Source records:
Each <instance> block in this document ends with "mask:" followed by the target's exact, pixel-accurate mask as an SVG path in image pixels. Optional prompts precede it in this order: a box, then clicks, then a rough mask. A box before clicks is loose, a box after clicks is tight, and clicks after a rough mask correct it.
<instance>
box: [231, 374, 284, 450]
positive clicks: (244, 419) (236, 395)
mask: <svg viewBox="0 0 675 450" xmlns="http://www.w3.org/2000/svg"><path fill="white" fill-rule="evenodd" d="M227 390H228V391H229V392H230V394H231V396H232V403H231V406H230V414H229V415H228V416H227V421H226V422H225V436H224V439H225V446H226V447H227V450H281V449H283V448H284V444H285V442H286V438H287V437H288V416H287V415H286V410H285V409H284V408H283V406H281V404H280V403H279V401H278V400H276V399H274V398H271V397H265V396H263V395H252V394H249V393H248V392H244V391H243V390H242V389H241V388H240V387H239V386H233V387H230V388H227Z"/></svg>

Work to complete:
Return each line of the records that contains the string "instance".

Response to the task:
Each <instance> block in this document ends with "mask:" followed by the target's exact, pixel-accurate mask as an SVG path in image pixels. Optional prompts precede it in this order: a box, then clicks, then a rough mask. A box before clicks is loose, a box after clicks is tight, and clicks after a rough mask correct it.
<instance>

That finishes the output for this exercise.